> Task 1:
In the passage about Ford's allegation against Kavanaugh, rewrite the paragraph beginning "Initially, Ford claimed" as a short list that keeps its main facts.
> Task 2:
From the passage about Ford's allegation against Kavanaugh, list every thing it says Ford cannot recall or does not remember.

Mitchell supplies some other insightful observations. Ford doesn’t remember how she got to and from the party where the event is alleged to have happened, nor does she recall any other details of the night “that could help corroborate her account.”  Such details include the house in which she insists the assault occurred and the location of the house.  Mitchell mentions the fact that when Ford shared with her husband that she had been sexually assaulted, she “changed her description of the incident to become less specific.” 

She also points out that Ford “struggled to identify Judge Kavanaugh as the assailant by name.” What Mitchell seems to mean by this is that it evidently took Ford over 30 years before she mentioned to anyone that it was Brett Kavanaugh who supposedly assaulted her. Furthermore, she was married for over ten years before she told her husband that Kavanaugh had sexually assaulted her. 

Mitchell’s conclusion is as powerful as it is inescapable: “The activities of congressional Democrats and Dr. Ford’s attorneys likely affected her account.” 

Although the sex crimes prosecutor’s findings exonerate Judge Kavanaugh while exposing Ford for the untruthful person that she is, any remotely honest person who had been paying any attention to this national disgrace of a Senate confirmation hearing knew long before Rachel Mitchell came to D.C. that Ford’s story is most incredible. 

Ford’s witnesses—every single one of them—either refute her story directly or, insofar as they deny that they have any recollection of the events that she recounts, indirectly.  And at least one of these witnesses is a person with whom she’s be close friends for most of her life.

Initially, Ford claimed that it was four teenage boys that had her alone in a bedroom (of a mystery house whose location and owners she can’t recall). This, she said, happened to her when she was in her later teenage years sometime in the mid-1980s.  Subsequently, though, Ford changed her story.  The remake takes place in the early 1980s when Ford is a younger teenager and is trapped with only two boys.   

Ford initially said that she didn’t want to fly from her home on the west coast to Washington D.C. to testify before the Senate because she had a fear of flying. However, this “fear” never stopped her from flying to many vacation spots.

> Dataset section:
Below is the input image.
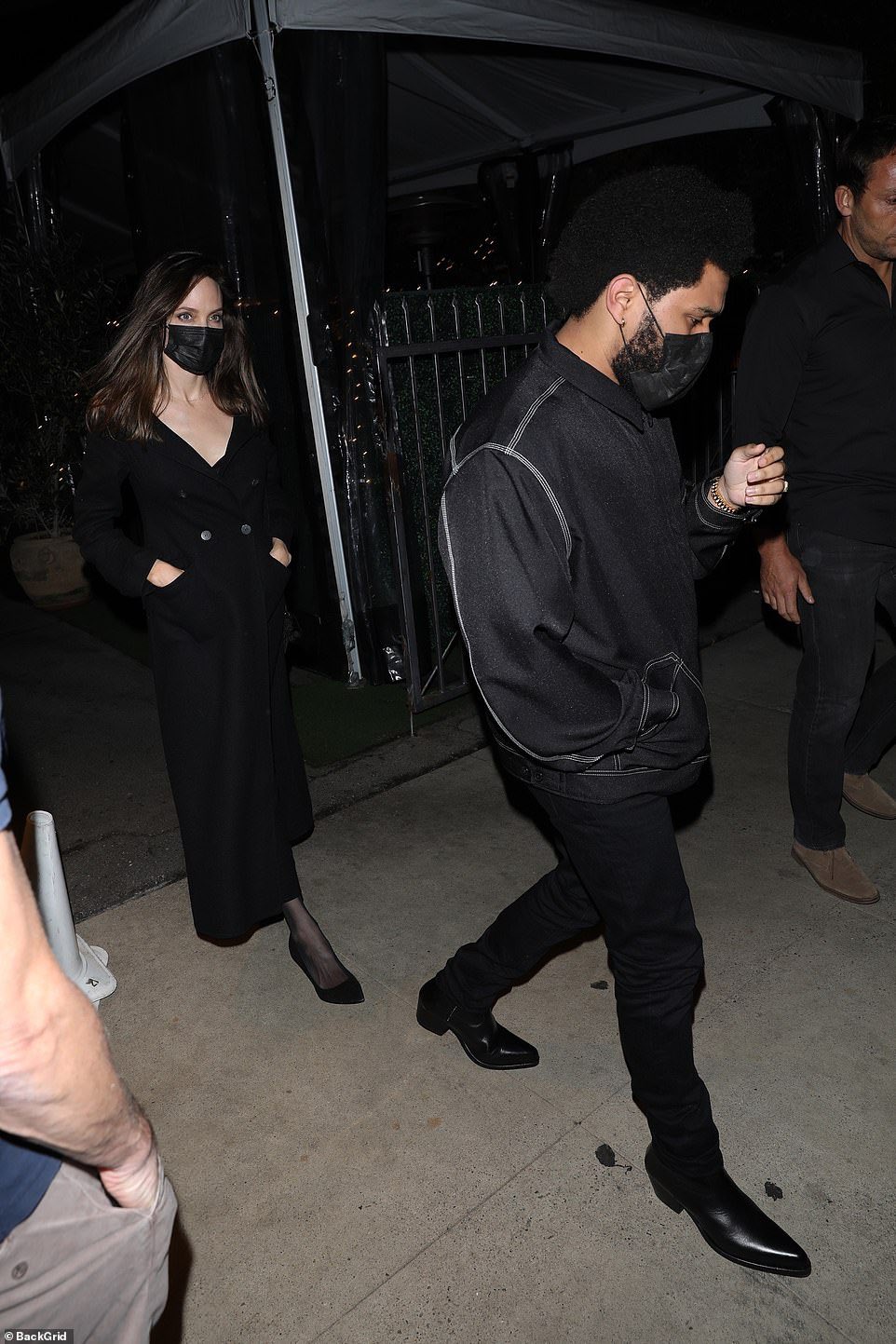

> Answer area 1:
- Ford's first version: four teenage boys had her alone in a bedroom. The house's location and owners are unknown to her. She was in her later teens, sometime in the mid-1980s.
- Ford's later version: the event happened in the early 1980s. She was a younger teenager and was trapped with only two boys.

> Answer area 2:
- How she got to the party
- How she got home from the party
- The house where she says the assault occurred
- The location of that house
- The owners of that house